#### Task details
Among the lines below, how many have the word "wetsuit"? The reply is that number alone.

★ ★ ★ ★

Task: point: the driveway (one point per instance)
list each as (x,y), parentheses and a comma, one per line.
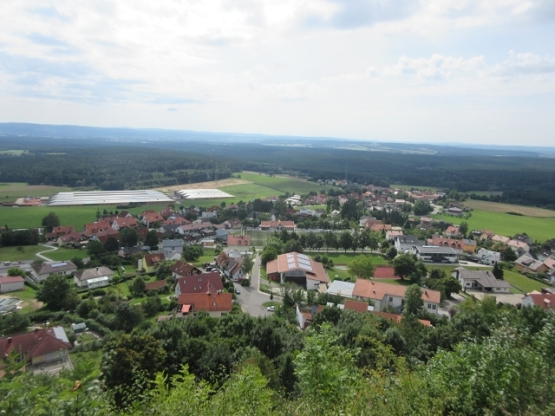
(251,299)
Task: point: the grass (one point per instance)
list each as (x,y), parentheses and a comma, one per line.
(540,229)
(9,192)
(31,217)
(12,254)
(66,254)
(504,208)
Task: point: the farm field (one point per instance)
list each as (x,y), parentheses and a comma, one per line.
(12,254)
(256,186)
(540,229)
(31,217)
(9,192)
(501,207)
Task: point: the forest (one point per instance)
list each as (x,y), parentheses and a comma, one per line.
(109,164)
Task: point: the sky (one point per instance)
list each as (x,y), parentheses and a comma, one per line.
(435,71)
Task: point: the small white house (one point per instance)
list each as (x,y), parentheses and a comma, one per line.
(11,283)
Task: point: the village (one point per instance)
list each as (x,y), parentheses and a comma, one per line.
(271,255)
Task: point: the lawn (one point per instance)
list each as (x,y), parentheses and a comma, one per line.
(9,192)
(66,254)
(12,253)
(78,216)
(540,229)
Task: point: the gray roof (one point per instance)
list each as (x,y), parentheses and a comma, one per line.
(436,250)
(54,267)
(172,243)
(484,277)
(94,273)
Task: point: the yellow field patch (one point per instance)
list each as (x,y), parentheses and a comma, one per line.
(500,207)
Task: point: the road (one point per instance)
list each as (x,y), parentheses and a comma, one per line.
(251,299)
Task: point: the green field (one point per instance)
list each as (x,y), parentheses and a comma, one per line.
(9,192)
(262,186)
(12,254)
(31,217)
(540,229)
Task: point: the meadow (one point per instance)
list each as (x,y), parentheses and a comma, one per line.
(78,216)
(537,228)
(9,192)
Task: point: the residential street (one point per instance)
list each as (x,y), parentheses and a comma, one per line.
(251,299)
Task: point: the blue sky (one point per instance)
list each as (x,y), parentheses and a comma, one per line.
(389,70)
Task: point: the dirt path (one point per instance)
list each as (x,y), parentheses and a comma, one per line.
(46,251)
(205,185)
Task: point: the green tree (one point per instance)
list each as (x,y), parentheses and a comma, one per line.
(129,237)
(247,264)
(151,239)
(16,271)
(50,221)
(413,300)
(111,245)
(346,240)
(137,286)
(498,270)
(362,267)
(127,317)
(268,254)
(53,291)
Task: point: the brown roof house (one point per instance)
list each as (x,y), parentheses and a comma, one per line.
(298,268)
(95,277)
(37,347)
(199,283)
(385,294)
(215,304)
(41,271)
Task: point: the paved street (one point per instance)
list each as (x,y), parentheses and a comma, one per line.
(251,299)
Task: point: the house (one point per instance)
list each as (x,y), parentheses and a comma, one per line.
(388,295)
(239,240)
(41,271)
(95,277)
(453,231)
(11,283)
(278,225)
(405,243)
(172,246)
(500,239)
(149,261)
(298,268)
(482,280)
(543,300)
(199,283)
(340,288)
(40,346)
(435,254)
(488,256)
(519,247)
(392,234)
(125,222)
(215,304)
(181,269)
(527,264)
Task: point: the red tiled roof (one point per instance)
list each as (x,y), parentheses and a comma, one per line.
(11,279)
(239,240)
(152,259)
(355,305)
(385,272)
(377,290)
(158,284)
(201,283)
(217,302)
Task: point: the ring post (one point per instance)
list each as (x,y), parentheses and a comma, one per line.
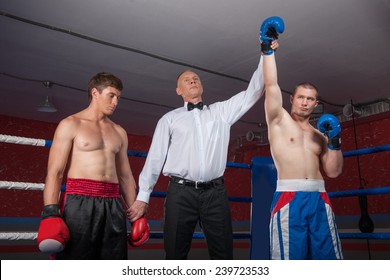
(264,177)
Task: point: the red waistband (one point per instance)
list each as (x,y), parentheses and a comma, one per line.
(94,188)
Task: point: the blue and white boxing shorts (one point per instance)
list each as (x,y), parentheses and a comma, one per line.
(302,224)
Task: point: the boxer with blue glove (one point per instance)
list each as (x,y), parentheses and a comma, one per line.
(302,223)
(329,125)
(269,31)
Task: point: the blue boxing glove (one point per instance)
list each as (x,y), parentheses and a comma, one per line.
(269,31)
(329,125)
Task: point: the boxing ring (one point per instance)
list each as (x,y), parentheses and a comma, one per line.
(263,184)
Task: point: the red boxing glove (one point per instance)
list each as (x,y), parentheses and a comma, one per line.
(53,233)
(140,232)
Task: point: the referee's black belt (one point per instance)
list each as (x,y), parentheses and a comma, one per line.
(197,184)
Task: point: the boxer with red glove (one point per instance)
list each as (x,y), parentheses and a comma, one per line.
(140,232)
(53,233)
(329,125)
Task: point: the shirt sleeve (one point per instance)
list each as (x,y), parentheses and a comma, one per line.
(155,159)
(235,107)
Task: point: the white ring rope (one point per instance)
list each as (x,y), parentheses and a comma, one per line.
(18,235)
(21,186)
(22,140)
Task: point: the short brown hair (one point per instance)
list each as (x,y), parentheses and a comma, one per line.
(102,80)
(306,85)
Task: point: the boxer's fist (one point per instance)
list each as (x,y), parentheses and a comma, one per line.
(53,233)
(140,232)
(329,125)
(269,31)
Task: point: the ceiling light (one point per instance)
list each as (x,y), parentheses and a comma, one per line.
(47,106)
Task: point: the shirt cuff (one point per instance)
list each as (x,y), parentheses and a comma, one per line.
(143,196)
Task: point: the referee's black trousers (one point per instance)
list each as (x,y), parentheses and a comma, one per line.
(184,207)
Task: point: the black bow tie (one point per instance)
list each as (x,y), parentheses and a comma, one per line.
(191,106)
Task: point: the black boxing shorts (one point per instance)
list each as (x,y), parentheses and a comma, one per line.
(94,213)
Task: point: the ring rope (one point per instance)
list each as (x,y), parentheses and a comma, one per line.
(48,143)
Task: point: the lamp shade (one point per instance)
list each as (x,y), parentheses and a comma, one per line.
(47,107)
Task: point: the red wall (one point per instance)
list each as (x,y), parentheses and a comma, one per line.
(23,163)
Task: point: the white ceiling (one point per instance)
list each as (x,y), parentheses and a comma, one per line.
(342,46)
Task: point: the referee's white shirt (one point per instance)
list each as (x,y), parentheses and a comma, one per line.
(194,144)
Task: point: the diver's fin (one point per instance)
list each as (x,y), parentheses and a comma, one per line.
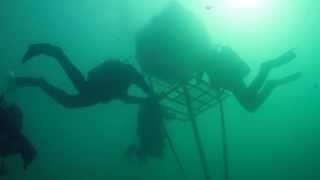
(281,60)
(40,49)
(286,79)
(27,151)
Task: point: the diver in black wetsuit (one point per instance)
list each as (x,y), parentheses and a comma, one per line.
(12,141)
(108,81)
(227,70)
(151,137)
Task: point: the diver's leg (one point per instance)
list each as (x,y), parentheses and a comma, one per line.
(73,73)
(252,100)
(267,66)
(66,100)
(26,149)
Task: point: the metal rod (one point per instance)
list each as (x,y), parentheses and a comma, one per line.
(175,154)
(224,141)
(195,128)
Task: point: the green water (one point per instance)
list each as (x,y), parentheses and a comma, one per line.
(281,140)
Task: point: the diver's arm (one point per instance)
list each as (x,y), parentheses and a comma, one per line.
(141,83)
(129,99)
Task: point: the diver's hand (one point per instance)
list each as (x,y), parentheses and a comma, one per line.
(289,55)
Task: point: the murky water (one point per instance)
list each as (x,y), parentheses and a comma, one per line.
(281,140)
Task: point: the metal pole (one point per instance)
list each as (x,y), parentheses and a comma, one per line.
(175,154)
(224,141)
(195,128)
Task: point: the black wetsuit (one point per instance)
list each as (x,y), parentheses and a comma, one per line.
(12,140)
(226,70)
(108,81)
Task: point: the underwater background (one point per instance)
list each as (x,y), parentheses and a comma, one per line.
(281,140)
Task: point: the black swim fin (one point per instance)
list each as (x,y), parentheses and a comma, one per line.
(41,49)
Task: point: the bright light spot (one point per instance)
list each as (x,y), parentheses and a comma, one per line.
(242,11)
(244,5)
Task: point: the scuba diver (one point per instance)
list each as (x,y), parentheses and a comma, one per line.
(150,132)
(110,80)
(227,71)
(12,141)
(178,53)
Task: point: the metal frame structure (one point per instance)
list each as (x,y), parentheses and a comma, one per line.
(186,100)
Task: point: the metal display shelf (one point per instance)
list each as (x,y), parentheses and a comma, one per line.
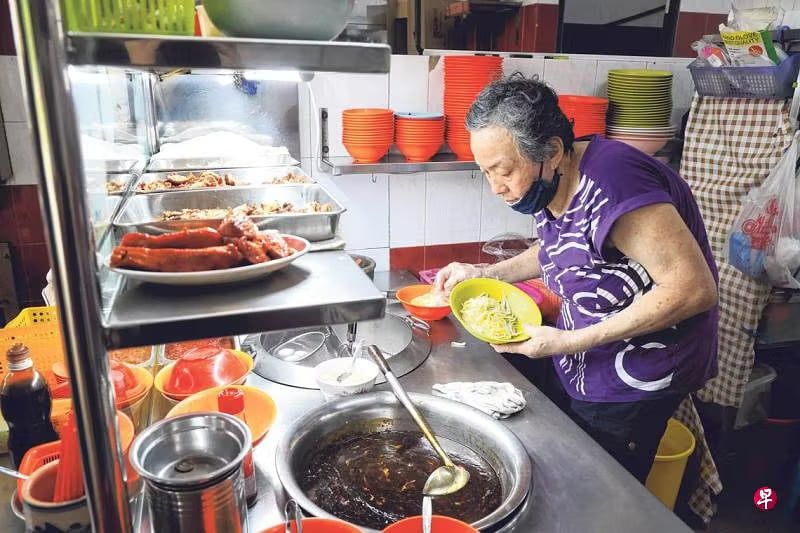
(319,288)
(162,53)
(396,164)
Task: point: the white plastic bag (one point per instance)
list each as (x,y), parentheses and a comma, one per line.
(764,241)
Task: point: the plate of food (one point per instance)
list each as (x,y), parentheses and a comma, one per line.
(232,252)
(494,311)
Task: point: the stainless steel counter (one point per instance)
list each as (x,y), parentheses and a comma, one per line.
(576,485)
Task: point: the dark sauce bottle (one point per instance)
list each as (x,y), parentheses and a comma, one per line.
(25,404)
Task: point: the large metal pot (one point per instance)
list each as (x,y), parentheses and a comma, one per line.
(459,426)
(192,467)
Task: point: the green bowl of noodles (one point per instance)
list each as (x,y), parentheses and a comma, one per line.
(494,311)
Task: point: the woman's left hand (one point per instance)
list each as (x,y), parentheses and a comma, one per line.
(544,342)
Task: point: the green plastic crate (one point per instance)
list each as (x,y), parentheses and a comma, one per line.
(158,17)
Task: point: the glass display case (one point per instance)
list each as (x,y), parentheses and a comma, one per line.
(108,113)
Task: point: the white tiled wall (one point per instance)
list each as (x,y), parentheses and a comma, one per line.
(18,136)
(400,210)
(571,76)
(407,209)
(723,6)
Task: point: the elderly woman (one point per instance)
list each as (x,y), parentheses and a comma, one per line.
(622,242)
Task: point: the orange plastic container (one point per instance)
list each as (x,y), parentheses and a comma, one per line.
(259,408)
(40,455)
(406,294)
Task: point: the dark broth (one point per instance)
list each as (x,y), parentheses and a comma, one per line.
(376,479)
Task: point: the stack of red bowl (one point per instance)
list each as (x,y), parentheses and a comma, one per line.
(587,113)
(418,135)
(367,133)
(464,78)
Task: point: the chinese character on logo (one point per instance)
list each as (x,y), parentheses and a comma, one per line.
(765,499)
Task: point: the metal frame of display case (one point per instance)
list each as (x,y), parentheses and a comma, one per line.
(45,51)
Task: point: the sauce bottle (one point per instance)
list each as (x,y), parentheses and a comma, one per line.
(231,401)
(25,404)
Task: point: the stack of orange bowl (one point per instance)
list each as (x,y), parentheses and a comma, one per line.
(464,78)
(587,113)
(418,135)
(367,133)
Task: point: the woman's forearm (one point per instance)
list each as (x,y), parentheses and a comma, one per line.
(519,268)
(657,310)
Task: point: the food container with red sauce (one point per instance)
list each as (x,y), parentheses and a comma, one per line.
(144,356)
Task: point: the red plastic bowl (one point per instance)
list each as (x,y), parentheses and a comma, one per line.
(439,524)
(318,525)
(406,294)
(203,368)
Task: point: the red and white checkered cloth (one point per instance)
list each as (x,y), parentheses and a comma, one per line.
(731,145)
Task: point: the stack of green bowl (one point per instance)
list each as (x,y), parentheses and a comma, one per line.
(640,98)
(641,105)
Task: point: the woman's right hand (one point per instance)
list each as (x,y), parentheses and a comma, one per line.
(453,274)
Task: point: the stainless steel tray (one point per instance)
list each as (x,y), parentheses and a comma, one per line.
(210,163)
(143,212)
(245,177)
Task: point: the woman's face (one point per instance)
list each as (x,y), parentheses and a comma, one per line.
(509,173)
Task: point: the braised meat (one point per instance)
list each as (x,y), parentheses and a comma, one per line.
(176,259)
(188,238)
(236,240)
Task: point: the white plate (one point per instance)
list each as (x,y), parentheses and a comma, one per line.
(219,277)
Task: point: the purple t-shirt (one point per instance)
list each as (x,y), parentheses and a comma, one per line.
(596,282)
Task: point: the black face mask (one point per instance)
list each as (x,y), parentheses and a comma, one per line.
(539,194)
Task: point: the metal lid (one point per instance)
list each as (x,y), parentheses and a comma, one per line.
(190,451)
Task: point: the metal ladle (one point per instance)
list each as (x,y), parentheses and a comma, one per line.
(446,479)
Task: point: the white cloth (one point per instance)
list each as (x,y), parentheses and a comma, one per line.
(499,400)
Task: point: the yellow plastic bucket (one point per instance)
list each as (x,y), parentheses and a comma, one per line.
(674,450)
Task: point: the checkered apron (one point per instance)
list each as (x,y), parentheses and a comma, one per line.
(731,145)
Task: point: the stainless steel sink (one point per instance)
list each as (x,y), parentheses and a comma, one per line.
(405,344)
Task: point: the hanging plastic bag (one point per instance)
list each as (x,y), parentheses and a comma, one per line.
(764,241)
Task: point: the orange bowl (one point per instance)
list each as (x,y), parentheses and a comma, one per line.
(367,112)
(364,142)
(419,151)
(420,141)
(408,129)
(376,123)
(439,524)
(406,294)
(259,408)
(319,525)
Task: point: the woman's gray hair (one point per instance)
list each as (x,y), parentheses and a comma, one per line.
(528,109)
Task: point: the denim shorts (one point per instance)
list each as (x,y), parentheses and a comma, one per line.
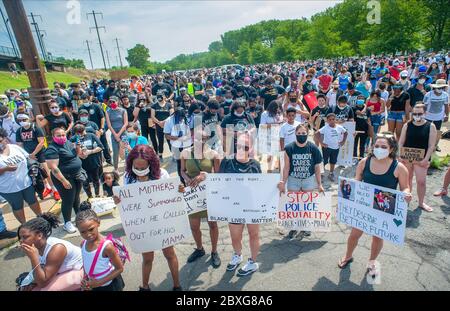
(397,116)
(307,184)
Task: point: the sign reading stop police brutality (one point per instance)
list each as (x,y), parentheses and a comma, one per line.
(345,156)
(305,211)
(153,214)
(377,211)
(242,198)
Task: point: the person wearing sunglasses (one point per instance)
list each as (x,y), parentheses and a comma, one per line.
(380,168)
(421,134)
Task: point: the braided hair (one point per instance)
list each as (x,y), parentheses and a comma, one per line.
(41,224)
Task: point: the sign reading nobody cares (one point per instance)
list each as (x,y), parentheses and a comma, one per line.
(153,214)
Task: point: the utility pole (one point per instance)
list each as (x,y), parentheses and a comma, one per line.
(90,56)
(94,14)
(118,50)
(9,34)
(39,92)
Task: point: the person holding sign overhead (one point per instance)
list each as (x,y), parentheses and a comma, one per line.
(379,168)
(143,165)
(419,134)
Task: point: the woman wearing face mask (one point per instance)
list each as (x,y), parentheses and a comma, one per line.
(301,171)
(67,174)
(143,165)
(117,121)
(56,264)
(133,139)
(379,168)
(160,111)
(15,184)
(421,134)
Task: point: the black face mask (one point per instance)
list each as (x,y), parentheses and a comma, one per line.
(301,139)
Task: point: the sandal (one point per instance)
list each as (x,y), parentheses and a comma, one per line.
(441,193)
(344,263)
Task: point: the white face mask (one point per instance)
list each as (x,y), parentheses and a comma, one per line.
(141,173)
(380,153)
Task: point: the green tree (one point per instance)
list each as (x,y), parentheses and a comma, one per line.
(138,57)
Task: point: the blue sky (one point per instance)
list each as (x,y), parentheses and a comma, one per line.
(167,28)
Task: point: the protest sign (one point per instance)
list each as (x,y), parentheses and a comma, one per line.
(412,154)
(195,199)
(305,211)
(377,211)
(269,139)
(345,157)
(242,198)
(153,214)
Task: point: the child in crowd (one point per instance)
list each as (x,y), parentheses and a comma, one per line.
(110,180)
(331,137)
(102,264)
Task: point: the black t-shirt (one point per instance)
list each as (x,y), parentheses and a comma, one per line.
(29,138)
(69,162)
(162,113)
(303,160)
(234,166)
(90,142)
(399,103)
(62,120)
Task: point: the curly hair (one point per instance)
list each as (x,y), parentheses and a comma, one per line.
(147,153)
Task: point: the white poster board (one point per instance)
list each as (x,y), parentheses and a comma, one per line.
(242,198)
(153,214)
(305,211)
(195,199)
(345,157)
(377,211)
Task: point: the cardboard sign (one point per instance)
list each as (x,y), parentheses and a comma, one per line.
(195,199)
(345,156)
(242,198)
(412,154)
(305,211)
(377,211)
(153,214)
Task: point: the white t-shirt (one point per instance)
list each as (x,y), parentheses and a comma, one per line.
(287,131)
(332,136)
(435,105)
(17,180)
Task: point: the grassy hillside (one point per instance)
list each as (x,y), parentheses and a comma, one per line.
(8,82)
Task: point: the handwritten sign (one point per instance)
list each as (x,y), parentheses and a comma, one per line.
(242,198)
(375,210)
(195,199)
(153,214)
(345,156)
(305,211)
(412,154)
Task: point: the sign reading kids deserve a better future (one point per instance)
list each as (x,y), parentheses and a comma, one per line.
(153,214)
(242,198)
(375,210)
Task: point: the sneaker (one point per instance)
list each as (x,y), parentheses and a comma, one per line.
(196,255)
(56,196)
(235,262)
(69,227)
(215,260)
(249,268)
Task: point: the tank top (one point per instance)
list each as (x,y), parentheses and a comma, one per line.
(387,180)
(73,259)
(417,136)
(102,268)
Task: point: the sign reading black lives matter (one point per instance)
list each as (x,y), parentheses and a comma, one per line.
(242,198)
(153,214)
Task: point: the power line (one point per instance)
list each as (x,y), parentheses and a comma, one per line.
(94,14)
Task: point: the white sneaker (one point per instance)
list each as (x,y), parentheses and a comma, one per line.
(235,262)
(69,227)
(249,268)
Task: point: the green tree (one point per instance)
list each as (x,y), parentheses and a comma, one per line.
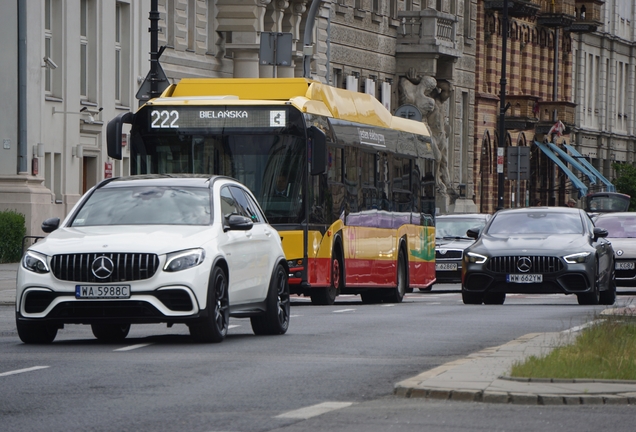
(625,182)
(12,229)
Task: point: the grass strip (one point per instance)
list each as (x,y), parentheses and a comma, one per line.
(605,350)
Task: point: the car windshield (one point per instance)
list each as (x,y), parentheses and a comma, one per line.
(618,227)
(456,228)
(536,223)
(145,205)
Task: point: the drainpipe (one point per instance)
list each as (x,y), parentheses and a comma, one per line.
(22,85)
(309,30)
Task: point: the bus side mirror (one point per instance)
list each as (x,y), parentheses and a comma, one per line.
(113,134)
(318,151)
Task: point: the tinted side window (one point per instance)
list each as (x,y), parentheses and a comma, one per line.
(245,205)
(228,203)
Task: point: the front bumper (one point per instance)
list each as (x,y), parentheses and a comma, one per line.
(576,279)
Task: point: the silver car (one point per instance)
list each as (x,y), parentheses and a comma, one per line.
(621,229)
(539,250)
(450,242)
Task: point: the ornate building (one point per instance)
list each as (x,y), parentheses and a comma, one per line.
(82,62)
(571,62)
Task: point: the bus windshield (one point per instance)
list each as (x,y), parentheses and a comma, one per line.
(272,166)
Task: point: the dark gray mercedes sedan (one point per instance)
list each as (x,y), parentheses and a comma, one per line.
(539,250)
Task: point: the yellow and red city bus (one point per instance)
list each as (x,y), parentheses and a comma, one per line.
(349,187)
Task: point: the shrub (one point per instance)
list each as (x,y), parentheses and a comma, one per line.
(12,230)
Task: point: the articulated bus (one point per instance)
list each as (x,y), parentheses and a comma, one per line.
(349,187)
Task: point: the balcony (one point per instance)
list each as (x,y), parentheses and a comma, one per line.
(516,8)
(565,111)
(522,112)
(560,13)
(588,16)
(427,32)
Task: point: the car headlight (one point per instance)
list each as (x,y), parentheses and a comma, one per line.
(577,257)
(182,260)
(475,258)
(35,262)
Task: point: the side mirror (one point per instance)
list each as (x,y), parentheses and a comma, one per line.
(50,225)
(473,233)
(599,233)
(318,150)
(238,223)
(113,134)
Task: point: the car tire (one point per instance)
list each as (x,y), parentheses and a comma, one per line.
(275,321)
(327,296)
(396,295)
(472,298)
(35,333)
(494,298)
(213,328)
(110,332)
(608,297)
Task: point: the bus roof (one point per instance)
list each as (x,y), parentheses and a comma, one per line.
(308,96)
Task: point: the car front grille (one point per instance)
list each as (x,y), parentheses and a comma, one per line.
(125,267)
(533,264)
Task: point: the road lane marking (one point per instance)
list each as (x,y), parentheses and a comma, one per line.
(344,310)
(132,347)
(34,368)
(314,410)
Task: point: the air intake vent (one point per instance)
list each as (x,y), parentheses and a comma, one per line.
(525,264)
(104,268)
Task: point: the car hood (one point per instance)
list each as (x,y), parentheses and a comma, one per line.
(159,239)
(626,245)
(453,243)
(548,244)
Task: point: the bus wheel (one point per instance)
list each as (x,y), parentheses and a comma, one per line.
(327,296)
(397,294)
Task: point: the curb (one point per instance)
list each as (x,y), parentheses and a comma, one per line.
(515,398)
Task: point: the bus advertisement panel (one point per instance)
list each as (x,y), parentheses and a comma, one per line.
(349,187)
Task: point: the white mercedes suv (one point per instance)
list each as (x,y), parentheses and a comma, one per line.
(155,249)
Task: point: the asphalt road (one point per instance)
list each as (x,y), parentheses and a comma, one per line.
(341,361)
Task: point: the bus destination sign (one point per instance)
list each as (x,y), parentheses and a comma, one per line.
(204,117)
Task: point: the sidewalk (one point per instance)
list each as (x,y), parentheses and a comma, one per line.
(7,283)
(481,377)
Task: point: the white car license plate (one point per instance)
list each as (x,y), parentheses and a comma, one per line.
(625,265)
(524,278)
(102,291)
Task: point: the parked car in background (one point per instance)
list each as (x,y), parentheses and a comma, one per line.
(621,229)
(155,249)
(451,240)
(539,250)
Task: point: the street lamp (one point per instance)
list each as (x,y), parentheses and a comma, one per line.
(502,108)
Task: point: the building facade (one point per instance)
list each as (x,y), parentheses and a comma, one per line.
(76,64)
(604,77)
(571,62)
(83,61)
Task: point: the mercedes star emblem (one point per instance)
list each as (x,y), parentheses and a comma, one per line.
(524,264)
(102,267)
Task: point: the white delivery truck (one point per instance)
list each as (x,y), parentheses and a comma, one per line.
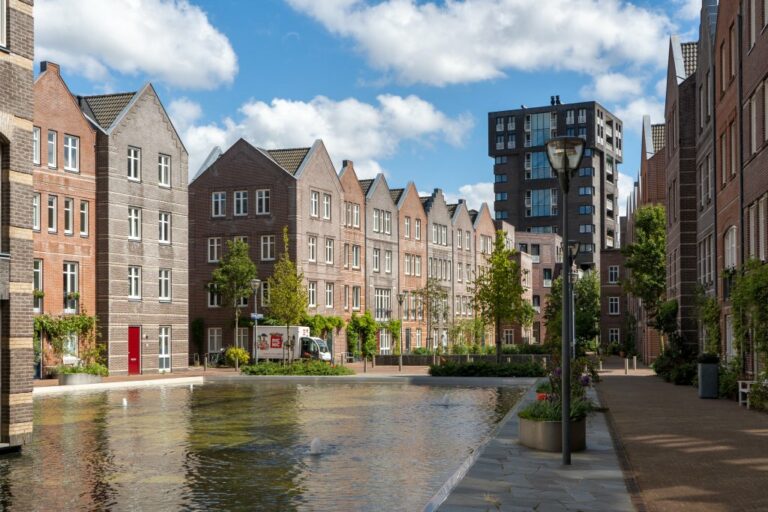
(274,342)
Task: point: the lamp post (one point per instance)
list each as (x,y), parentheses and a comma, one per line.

★ ★ ★ ★

#### Answer space
2